Give back exactly the lines running from the line with "Performance-review request: for every instance of the car door" to the end of the entries, and only those lines.

╭──

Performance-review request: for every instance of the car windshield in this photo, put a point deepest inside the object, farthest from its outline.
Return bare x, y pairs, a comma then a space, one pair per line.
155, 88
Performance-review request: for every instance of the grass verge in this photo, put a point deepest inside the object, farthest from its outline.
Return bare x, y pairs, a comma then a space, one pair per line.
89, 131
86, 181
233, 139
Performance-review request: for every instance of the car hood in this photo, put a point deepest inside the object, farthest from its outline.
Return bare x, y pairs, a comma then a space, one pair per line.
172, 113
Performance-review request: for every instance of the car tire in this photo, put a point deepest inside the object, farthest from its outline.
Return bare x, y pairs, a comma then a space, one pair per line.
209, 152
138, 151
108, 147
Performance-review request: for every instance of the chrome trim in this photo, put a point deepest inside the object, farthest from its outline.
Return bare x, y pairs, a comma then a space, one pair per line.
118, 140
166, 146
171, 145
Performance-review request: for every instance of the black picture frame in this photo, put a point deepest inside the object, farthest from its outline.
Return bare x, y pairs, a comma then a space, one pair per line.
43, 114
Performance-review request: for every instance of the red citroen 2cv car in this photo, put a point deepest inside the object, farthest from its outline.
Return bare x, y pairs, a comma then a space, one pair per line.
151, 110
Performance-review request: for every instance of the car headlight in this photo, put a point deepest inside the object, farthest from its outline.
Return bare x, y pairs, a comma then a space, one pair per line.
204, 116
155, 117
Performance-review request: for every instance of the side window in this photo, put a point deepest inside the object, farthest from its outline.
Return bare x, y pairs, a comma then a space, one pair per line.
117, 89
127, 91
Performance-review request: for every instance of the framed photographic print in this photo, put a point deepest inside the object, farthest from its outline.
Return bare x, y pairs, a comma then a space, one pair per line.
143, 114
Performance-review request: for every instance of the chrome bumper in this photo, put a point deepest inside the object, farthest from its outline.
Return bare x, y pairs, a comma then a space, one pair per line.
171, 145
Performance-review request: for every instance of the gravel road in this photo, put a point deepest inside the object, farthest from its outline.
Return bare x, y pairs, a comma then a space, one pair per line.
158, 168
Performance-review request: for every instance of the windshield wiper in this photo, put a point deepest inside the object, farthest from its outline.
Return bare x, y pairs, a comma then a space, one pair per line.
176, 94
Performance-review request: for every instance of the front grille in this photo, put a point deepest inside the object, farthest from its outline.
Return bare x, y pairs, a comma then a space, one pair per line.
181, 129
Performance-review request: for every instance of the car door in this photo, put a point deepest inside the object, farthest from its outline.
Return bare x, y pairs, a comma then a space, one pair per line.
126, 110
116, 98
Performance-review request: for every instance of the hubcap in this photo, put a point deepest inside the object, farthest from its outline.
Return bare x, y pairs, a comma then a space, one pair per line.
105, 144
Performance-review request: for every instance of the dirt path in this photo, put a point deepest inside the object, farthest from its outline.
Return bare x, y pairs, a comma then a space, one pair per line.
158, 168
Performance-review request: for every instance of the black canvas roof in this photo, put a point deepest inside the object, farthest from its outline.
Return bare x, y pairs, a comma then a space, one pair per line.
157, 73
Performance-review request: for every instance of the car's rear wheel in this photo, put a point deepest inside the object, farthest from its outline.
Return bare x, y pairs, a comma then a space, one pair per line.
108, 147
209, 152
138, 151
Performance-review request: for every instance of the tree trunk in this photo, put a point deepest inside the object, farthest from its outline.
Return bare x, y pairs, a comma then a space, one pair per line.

╰──

_Answer for this exercise_.
Performance-review request: for every instance of the car door in this photo, put a point deepest inside the object, farthest from its outline.
Return bare x, y pairs, a comma then a space, one pair per line.
126, 110
116, 98
Performance-review request: for every instance of the hubcap in this photo, put a point deepest inside the object, farthest from its outline.
Return bare x, y pairs, a comma then a space, one pair per line.
105, 144
Performance-review request: for every instance of the dirt path in this photo, put a point deepest inside the object, farthest from its outline.
Return bare x, y pairs, a comma then a space, one pair per line.
158, 168
Performance-review request: for every instance of the black canvas roof in this photo, put a point deepest inside the object, farthest from its outline.
Return bare x, y pairs, a comma then a space, one pair per line.
157, 73
Performance-review request: for every instance of the car's rear wheel in this photo, put a point deepest inside the object, farthest from its outline.
Return bare x, y pairs, a comma then a space, one pair per line.
108, 147
209, 152
138, 151
Performance-review request: for every instance of the tree trunk in this photo, put a point deepest inside the object, farthest from its outline.
Return bare x, y pairs, a comma then a space, one pair per line.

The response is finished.